__SELECTED EXTRACT__
◆ ◆ ◆

She never trusted doctors after that. Her mistrust of them became ingrained and would haunt both of us as my own health crises unfolded. That mistrust left her isolated from medical care for years, a choice that would eventually play a role in her untimely death.
She could never have imagined that as a scared 24-year-old desperate to become a mother.
After a few years, they decided to pursue adoption with Catholic Social Services and the Archdiocese of Philadelphia. Good Catholic kids, they were. And again, my dad—my handsome, good, police officer dad—sailed through the interviews, the psychological tests, and whatever else they needed to do. If you asked him, he would say it was easy.
For my mom, however, it was not easy. The process included oversight from a nun. I never understood what her role was—overseer, psychologist, decision-maker—I am not sure. But she did interview my mom. And as part of the interview, she told my mother that she didn’t have kids because God didn’t think she was worthy of being a mother. She told my sweet, trusting, faithful, good Catholic mother that she was not pregnant because she was not good.
I am still furious for her today.
She spent her life believing that the only reason she became a mother was because my dad was worthy, not her. Because good Catholic kids believe God’s servants.

◆ ◆ ◆

__INFORMATION SUPPLIED__
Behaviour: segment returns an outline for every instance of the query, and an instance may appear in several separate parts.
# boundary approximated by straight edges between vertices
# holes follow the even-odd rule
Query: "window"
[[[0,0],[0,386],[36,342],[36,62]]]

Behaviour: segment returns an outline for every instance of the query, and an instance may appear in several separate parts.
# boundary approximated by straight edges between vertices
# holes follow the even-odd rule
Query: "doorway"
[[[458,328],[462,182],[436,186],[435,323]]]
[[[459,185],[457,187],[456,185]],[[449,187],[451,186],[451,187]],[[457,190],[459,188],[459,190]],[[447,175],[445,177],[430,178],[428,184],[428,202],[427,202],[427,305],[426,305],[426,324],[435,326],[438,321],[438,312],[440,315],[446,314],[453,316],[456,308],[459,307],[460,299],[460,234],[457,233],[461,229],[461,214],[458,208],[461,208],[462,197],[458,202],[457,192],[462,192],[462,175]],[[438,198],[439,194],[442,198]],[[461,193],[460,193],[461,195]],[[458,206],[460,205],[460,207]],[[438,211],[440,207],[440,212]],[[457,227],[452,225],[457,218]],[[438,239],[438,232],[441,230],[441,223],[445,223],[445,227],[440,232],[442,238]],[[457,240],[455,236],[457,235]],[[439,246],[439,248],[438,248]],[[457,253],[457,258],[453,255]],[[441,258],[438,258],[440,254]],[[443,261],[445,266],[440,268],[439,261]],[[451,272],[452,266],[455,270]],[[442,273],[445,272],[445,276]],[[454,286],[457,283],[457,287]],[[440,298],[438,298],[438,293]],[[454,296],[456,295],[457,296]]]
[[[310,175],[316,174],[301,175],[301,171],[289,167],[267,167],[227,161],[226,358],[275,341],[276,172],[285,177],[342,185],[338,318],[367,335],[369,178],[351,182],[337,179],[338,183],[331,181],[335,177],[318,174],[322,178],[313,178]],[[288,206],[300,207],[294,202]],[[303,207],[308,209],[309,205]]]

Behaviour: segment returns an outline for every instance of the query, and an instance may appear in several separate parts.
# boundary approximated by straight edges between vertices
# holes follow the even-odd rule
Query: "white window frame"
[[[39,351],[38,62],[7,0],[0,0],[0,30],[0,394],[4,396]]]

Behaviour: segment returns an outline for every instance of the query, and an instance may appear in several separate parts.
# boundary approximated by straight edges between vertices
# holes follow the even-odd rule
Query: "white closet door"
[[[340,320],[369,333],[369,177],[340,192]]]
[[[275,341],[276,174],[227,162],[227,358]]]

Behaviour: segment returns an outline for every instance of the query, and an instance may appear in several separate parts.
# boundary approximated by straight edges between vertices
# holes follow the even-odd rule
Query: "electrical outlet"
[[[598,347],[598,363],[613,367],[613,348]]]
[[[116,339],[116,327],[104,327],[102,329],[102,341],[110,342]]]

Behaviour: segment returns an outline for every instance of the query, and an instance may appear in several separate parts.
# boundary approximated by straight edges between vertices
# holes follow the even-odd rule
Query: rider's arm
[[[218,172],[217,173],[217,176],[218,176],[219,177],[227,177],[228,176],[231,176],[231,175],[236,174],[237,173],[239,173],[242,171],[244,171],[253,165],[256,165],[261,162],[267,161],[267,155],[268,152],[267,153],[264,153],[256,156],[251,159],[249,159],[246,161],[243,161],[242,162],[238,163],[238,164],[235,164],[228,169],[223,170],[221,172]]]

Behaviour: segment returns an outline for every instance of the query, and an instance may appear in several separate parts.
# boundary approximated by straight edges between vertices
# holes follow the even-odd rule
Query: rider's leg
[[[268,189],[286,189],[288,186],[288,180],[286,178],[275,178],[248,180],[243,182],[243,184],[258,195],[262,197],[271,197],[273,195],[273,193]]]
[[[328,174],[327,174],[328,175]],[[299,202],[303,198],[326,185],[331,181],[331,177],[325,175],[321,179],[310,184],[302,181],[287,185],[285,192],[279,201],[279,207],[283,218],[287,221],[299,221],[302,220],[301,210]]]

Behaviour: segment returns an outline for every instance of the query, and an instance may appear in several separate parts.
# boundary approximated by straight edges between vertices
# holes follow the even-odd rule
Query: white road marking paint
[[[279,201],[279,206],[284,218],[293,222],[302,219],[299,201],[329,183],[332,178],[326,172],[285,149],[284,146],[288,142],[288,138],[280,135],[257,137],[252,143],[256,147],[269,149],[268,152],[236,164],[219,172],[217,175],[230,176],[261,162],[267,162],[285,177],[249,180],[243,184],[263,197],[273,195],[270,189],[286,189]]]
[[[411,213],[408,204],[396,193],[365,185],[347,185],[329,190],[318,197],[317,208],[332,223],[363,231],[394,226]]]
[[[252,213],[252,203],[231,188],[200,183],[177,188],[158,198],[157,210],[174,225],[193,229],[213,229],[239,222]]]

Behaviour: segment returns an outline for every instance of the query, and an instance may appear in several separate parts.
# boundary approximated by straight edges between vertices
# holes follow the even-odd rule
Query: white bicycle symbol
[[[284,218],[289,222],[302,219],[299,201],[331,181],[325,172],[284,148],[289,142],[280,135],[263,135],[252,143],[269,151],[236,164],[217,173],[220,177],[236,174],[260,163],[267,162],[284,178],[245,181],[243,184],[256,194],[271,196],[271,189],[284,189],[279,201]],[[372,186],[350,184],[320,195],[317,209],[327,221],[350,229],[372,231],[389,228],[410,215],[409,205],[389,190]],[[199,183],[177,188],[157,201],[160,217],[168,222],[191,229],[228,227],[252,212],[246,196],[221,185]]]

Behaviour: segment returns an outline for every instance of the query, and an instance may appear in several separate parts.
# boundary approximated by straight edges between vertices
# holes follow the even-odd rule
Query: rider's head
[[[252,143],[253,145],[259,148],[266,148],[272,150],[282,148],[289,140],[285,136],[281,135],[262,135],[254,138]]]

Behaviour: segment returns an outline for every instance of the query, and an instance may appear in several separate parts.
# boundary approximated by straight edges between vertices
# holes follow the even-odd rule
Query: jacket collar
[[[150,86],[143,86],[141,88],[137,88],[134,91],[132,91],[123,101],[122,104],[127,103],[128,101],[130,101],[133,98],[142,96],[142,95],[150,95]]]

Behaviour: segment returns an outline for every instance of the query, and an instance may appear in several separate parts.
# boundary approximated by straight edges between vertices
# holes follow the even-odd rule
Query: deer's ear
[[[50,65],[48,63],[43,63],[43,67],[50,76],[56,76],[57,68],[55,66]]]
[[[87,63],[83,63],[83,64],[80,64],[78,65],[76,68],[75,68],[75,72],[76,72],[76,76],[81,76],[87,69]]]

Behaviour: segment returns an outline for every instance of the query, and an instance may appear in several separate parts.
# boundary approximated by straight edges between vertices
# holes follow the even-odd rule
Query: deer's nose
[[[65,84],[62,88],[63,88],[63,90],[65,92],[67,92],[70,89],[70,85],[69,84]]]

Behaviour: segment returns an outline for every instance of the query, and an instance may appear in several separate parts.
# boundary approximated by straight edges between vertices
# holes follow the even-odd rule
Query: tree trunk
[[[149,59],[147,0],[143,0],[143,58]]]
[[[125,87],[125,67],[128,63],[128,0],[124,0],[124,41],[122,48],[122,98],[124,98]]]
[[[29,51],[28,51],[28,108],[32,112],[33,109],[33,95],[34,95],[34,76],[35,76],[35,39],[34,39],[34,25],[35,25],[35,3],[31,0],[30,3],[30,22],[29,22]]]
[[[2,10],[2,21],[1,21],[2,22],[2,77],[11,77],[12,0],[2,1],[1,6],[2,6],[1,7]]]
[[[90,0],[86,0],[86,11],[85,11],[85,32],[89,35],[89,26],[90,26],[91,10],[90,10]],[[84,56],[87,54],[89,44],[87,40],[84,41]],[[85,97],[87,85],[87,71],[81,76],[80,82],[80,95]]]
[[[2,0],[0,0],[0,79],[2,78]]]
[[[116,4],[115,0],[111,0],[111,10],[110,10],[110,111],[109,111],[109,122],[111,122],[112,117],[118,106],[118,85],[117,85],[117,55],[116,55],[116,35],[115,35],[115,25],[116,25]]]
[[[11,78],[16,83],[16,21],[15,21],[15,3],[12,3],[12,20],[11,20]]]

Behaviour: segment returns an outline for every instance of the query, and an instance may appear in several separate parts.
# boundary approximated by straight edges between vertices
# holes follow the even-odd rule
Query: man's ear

◆ ◆ ◆

__USING THE INFORMATION__
(1) In the memoir passage about the mother's path to adoption, which organizations did the couple go to in order to adopt?
(2) Continue the memoir passage about the mother and her adoption interview, starting right after its last sentence.

__WRITTEN RESPONSES__
(1) Catholic Social Services and the Archdiocese of Philadelphia.

(2)
My parents persevered, adopting my brother in 1966 and me in 1968. Then, miraculously, while they were preparing to adopt again, my mom got pregnant with my sister. I guess God thought she was finally worthy.
Carol, my mother
My parents' marriage wasn’t perfect, of course, but I never doubted their devotion or their love for each other. My mother eventually found her voice and was a bit of a terror. Still devoted to the church and her family, she became the parent you didn’t mess with. Dad, forever working shift work, was an occasional figure in the house, who tried to get in his parenting during brief stints when we were all home together. But that belied the real dad—a true softy. Loving, emotional, and deeply caring.
Mom passed away in 2005. Her mistrust of doctors, exacerbated by her treatment by some uncaring gynecologist in the 1960s, played a part in her death. She never saw a doctor after my sister was born until, in her 60s, she had a problem with a salivary gland that became infected and, we think, may have affected her aorta. She did see doctors—she couldn’t ignore what looked like a tumor on her neck—but they never definitively diagnosed anything and died from an aortic aneurysm at 64.
I remember the year she died; she was so excited about the prospect of turning 65 and, maybe, buying a Lexus. It was somehow a sign that she had made it. That she could finally enjoy life.
Edward, my father
Dad died the day before my birthday in 2009. His death was not a surprise, having suffered with COPD and poor circulation for more than 15 years. Seeing him in the hospital was almost normal. He was covered in scars from arterial transplants in his legs using veins from his arms. His breathing became more and more difficult until he was admitted to the hospital one last time. His last few months were spent in the ICU. My sister and I will always regret that his last months were spent in a hospital, where he endured a slow and difficult end.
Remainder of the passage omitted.